## Requirement A
Do these three statements agree with the EMD tutorial excerpt? Give yes or no for each, along with the exact words from the excerpt that decide it. (i) The recurring high-frequency bursts are visible in only one of the three cases. (ii) For emd.cycles.bin_by_phase, the first dimension of the signal to be averaged must match the length of the phase signal. (iii) The HHT is binned by high-frequency phase.
## Requirement B
Can you write out, word for word, the part of the EMD tutorial excerpt that opens with the words containing "plt.figure()" and closes with "hht_narrow[:, :seconds*3], cmap='hot_r', shading='auto')"?

## Provided text
A quick summary figure shows us the HHT representation of our amplitude modulated signals. The recurring high-frequency bursts are visible in all three cases with the duration of each burst differing between the narrow, sinusoidal and widde cases.

plt.figure()
plt.subplot(411)
plt.plot(t[:seconds*3], x[:seconds*3])
plt.subplot(412)
plt.pcolormesh(t[:seconds*3], f, hht_narrow[:, :seconds*3], cmap='hot_r', shading='auto')
plt.subplot(413)
plt.pcolormesh(t[:seconds*3], f, hht[:, :seconds*3], cmap='hot_r', shading='auto')
plt.subplot(414)
plt.pcolormesh(t[:seconds*3], f, hht_wide[:, :seconds*3], cmap='hot_r', shading='auto')
emd tutorial 02 spectrum 03 crossfrequency
<matplotlib.collections.QuadMesh object at 0x7f4e446abdd0>

We can use emd.cycles.bin_by_phase to explore how high dimensional signals vary with a phase time-course - as long as the first dimension of the signal to be averaged matches the length of the phase signal. Here, we bin the HHT by low-frequency phase for each of our three signals.

hht_by_phase, _, phase_centres = emd.cycles.bin_by_phase(IP[:, 4], hht.T)

## Data excerpts
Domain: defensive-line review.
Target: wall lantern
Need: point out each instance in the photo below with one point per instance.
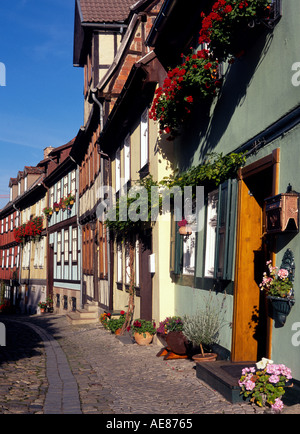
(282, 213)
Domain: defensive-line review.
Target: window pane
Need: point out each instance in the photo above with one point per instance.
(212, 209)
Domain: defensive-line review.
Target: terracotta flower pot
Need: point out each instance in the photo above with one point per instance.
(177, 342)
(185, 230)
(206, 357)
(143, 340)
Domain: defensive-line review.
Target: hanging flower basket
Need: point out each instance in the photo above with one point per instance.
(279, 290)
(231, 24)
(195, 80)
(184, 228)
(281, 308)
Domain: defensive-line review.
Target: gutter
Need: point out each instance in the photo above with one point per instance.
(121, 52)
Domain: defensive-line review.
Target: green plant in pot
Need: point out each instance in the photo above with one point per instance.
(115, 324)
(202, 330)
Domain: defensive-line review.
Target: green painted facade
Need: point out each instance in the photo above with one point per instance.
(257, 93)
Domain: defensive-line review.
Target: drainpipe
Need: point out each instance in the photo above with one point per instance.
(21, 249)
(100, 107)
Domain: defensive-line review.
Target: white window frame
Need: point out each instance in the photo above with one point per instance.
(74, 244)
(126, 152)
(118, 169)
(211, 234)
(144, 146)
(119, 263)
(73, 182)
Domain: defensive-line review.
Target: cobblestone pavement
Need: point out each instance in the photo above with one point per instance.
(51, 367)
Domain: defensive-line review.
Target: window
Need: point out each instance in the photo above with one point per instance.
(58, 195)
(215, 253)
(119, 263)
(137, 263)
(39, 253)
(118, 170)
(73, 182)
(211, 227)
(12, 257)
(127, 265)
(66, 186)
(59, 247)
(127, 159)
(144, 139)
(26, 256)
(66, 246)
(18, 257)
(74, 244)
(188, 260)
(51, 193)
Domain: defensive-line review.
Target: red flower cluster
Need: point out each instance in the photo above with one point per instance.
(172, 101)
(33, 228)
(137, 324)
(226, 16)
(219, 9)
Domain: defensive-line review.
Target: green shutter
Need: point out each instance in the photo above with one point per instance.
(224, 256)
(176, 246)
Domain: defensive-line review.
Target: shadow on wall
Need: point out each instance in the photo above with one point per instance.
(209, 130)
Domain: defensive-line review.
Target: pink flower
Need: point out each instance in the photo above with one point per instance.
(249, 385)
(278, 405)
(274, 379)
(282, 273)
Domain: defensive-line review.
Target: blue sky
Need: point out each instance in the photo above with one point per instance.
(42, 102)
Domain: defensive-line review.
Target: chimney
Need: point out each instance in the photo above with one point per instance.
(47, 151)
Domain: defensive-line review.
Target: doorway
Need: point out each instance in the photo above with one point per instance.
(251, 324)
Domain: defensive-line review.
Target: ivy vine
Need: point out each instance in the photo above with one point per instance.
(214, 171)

--

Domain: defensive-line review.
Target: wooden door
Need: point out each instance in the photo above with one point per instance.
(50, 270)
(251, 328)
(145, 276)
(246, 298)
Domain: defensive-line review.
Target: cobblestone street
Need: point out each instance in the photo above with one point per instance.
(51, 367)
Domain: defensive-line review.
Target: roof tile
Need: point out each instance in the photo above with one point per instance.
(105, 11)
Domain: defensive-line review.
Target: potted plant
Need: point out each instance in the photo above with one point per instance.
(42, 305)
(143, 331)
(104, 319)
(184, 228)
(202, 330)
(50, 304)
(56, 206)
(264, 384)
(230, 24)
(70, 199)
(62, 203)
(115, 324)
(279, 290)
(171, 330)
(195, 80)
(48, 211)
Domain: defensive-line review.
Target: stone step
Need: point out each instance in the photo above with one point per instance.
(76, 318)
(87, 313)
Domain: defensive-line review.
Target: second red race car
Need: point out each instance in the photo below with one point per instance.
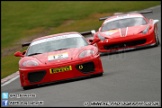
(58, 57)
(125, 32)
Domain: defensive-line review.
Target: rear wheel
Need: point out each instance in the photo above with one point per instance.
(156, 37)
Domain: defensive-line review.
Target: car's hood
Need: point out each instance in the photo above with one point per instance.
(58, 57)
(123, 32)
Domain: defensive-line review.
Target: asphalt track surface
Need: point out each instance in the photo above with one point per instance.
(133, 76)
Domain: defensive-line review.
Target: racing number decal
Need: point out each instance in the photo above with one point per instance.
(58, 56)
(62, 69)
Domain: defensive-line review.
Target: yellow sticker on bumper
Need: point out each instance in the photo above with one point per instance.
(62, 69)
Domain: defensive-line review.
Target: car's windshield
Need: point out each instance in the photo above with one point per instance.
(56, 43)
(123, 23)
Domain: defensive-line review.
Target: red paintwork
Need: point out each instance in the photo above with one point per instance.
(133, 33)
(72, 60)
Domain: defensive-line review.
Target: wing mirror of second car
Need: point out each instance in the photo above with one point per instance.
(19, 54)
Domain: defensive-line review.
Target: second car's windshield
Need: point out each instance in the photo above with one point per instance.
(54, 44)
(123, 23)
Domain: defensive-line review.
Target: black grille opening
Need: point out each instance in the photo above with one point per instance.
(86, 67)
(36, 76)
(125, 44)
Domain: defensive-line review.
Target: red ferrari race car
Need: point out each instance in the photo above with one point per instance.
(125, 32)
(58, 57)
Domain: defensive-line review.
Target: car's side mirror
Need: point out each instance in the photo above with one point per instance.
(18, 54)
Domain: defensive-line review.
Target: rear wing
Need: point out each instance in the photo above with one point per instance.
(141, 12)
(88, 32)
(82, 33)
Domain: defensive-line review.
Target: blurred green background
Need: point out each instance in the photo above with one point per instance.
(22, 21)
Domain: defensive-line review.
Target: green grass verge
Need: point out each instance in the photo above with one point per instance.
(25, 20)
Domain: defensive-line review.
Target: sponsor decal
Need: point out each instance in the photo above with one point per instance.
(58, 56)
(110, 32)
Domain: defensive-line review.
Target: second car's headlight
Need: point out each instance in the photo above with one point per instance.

--

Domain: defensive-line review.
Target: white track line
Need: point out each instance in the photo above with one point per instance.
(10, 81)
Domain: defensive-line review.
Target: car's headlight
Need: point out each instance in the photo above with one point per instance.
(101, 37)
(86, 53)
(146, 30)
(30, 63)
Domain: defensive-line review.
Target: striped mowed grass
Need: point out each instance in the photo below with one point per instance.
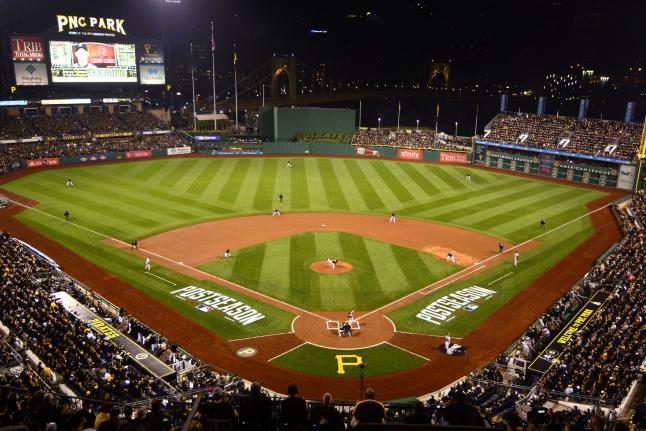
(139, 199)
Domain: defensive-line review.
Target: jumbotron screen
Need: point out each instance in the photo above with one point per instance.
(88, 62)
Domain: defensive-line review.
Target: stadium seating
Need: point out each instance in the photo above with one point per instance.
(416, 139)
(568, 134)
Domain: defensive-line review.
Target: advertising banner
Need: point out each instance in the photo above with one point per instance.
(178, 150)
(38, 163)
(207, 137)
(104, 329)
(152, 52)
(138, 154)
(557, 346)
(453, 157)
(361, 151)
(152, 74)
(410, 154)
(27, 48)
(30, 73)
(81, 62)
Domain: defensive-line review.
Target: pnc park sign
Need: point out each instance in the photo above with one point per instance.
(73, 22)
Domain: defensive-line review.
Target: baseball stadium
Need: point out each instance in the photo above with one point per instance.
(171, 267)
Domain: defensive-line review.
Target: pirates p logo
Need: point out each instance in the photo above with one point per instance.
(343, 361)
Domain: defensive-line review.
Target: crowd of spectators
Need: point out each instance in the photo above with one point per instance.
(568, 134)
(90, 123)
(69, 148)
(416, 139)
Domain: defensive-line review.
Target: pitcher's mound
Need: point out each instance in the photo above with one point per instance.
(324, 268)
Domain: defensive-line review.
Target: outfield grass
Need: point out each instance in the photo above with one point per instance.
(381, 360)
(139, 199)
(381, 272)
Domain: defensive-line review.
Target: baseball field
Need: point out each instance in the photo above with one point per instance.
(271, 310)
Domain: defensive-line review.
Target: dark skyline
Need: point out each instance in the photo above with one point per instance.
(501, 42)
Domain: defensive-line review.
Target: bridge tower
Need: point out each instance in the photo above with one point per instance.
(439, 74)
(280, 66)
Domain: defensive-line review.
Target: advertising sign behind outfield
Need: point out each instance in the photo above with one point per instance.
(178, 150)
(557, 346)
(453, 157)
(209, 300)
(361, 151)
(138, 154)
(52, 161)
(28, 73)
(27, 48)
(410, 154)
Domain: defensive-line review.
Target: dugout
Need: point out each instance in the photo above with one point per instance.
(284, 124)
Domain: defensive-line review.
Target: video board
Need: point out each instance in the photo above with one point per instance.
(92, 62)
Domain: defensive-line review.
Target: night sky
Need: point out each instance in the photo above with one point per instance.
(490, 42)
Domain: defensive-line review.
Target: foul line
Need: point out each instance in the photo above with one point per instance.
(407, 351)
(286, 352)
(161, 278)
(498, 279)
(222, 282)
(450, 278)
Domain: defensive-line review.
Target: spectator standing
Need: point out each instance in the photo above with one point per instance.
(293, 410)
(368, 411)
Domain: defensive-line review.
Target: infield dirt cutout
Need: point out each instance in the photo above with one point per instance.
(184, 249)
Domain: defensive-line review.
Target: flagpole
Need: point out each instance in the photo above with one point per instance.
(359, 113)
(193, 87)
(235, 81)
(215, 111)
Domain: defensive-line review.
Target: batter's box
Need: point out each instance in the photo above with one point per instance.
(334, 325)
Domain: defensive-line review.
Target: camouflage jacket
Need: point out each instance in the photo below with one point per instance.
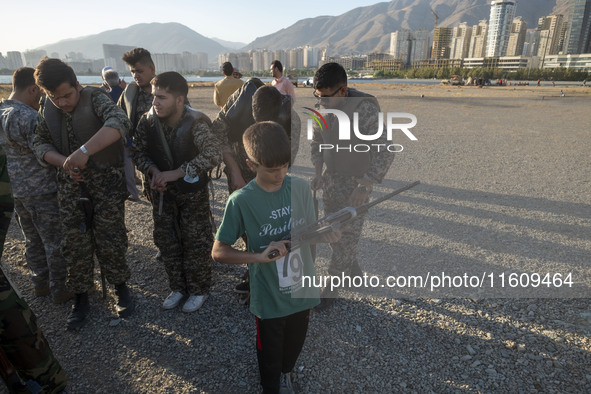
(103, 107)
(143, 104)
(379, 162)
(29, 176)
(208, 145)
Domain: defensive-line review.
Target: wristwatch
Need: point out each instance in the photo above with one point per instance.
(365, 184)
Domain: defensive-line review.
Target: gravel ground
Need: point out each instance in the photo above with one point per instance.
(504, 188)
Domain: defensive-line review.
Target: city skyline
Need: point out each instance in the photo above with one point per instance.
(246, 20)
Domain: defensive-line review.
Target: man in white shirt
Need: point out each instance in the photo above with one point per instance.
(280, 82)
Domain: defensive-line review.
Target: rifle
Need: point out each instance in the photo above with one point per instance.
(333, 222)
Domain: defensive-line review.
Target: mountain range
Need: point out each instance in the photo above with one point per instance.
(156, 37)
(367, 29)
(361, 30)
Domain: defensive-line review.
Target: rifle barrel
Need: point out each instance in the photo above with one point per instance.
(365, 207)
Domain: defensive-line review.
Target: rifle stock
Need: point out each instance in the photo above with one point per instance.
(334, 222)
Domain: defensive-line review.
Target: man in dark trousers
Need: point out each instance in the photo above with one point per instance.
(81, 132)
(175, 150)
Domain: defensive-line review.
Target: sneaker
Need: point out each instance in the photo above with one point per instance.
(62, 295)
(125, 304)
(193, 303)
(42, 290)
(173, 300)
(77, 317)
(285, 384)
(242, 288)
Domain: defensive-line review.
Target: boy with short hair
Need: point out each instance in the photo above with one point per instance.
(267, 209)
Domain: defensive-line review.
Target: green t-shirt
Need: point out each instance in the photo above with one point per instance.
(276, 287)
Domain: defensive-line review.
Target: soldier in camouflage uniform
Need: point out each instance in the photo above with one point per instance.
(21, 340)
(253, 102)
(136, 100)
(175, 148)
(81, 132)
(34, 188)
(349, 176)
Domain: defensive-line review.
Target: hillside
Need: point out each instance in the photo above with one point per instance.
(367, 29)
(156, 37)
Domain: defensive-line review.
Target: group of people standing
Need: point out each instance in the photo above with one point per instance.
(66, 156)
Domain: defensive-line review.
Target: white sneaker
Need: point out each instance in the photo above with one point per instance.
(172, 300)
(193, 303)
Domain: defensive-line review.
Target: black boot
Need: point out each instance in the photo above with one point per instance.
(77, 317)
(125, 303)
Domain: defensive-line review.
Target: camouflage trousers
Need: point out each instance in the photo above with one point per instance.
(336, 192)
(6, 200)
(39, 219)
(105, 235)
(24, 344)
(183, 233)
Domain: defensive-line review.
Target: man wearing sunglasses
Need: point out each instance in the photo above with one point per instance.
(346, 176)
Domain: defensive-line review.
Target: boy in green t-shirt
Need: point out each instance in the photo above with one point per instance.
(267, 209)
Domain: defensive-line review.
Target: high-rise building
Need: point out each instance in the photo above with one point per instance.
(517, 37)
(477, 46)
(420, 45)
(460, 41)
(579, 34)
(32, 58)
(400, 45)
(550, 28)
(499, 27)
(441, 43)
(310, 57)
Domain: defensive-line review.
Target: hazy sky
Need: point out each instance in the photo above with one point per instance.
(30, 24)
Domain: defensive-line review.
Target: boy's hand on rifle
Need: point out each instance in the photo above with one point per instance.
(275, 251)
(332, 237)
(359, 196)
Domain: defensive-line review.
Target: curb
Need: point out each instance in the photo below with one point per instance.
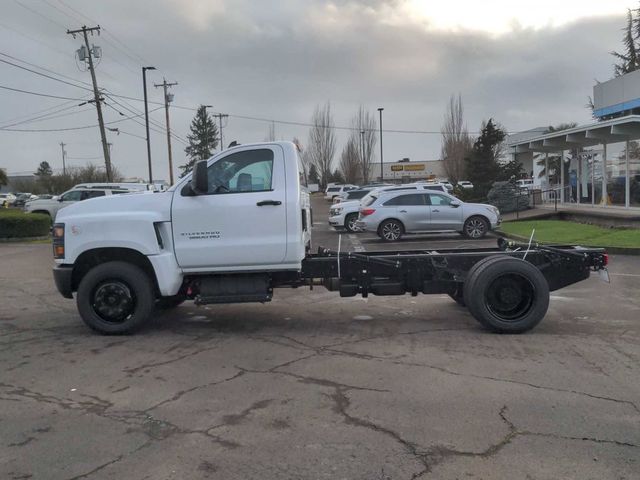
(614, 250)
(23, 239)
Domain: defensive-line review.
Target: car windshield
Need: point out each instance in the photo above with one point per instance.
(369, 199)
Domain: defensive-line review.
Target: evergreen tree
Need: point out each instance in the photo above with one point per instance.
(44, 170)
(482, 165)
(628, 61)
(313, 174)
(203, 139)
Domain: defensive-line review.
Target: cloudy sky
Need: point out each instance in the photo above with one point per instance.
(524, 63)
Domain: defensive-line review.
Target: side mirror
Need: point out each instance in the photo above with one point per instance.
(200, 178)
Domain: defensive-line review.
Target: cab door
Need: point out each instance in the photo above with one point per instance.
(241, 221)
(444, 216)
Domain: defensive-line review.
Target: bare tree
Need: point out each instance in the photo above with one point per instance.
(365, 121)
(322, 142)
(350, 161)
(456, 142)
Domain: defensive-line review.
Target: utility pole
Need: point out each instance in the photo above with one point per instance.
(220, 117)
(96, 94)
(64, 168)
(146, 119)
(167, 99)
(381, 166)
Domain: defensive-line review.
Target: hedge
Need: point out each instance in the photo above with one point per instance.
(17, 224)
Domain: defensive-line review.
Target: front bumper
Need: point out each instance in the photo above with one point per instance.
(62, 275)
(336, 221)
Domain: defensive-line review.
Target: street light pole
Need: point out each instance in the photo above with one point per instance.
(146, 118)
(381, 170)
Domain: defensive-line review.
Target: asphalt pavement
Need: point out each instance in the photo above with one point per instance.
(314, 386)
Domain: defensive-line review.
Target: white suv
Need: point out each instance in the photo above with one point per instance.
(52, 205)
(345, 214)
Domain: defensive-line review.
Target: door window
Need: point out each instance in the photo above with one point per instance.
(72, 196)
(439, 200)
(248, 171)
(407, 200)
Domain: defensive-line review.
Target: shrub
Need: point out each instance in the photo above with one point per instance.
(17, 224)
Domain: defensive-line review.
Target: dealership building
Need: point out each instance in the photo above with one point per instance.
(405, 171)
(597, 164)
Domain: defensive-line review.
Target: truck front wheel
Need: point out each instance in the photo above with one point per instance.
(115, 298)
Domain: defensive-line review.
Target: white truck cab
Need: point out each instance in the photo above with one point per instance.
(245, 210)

## Task output A
(i) No: "The recurring high-frequency bursts are visible in all three cases"
(ii) Yes: "as long as the first dimension of the signal to be averaged matches the length of the phase signal"
(iii) No: "we bin the HHT by low-frequency phase for each of our three signals"

## Task output B
plt.figure()
plt.subplot(411)
plt.plot(t[:seconds*3], x[:seconds*3])
plt.subplot(412)
plt.pcolormesh(t[:seconds*3], f, hht_narrow[:, :seconds*3], cmap='hot_r', shading='auto')